(Stored data)

== Segment start ==

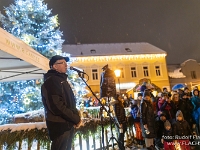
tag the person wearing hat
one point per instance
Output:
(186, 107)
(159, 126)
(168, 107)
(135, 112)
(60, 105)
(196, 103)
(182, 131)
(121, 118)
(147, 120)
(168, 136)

== Segment end ==

_Task to complete:_ The data must come back word for word, with every picture removed.

_Exercise answer:_
tag the person wearing hat
one point per instance
Output:
(186, 107)
(159, 126)
(168, 107)
(135, 112)
(60, 105)
(196, 103)
(182, 131)
(121, 118)
(147, 120)
(168, 136)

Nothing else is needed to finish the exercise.